To rethink Water Street as the spine of a 21st century central business district, the Downtown Alliance has convened an ad hoc committee of Downtown property owners, real estate brokers, arts presenters, small business people, preservationists and other opinion leaders, and chosen an award-winning design team, led by local firm Starr Whitehouse and FXFOWLE Architects, to undertake a planning and design study. Their job is to recommend specific actions to establish a new Water Street paradigm for commercial, retail and visitor engagement.
Originally only one block long, Water Street was first extended in 1692 as part of an early public works project and quickly became the center of New York’s maritime industry. As trade and commerce grew, so did Water Street: During the construction of 175 Water Street in 1981, the remains of a merchant ship that was sunk and used to hold in new landfill sometime between 1749 and 1755 were unearthed. An analysis of the ship’s wood revealed a worm infestation showing that the vessel was active in Caribbean trade, an important part of colonial New York’s economy.

----

# [Actions to take]
a. Answer these questions from the Water Street text:
(i) Which two firms lead the design team?
(ii) In what year was Water Street first extended?
(iii) What did analysis of the ship's wood reveal?
b. List every group of people that the Water Street text names as making up the Downtown Alliance's ad hoc committee.
c. Reproduce the stretch of the Water Street text from "To rethink Water" through "and visitor engagement.".
The entries that follow come from a separate source and are unrelated to the Water Street text.

----

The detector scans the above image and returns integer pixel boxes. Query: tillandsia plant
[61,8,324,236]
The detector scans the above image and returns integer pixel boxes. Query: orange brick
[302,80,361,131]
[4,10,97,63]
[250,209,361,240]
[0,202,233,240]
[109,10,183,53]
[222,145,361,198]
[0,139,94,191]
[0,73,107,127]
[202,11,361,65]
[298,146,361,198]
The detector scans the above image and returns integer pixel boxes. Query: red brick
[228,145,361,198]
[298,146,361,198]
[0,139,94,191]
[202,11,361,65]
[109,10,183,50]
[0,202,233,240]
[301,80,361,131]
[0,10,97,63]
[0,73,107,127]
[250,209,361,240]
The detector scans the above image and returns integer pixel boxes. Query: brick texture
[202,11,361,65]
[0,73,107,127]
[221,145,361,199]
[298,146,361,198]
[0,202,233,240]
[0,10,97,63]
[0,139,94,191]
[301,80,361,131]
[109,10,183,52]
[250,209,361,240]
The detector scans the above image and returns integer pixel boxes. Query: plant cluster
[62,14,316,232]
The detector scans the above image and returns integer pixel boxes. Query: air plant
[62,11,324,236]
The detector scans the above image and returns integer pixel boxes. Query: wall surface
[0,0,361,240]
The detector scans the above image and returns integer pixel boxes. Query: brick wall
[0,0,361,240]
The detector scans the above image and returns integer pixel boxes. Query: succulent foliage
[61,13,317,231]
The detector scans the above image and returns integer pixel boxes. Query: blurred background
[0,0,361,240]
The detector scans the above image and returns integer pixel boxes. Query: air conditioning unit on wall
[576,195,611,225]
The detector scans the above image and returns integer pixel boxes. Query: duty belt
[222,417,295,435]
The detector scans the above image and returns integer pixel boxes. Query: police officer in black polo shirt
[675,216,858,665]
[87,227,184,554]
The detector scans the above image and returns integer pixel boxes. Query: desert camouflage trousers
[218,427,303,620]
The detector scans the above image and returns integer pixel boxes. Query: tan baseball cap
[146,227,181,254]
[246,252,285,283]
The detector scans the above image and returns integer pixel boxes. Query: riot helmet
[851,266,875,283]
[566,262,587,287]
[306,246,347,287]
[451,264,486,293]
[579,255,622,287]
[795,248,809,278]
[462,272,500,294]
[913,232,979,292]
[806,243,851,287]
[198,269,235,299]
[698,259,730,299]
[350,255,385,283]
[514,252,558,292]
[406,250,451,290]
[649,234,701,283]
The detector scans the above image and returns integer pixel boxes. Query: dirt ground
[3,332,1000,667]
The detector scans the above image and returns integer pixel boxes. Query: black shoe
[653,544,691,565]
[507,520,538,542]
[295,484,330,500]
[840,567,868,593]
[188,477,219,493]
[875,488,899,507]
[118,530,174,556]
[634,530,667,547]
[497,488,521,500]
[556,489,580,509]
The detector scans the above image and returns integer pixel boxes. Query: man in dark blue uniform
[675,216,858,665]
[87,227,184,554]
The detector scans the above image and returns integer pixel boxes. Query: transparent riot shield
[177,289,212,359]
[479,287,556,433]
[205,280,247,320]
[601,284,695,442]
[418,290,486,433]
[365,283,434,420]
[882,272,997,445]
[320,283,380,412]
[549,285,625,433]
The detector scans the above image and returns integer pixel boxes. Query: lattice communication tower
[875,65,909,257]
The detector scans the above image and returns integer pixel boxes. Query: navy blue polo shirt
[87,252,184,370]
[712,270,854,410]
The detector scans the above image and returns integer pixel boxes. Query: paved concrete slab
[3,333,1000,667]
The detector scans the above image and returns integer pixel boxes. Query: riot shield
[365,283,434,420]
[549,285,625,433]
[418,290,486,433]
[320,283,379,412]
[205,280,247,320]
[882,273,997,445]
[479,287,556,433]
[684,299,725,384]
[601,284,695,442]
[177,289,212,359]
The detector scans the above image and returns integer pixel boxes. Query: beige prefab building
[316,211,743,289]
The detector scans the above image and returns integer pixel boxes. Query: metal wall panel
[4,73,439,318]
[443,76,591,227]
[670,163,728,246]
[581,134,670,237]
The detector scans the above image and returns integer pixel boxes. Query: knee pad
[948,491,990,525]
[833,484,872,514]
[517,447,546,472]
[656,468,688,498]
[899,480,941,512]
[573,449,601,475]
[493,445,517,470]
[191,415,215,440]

----

# [Answers provided]
a.
(i) Starr Whitehouse and FXFOWLE Architects
(ii) 1692
(iii) A worm infestation showing that the vessel was active in Caribbean trade

b. Downtown property owners, real estate brokers, arts presenters, small business people, preservationists, other opinion leaders

c.
To rethink Water Street as the spine of a 21st century central business district, the Downtown Alliance has convened an ad hoc committee of Downtown property owners, real estate brokers, arts presenters, small business people, preservationists and other opinion leaders, and chosen an award-winning design team, led by local firm Starr Whitehouse and FXFOWLE Architects, to undertake a planning and design study. Their job is to recommend specific actions to establish a new Water Street paradigm for commercial, retail and visitor engagement.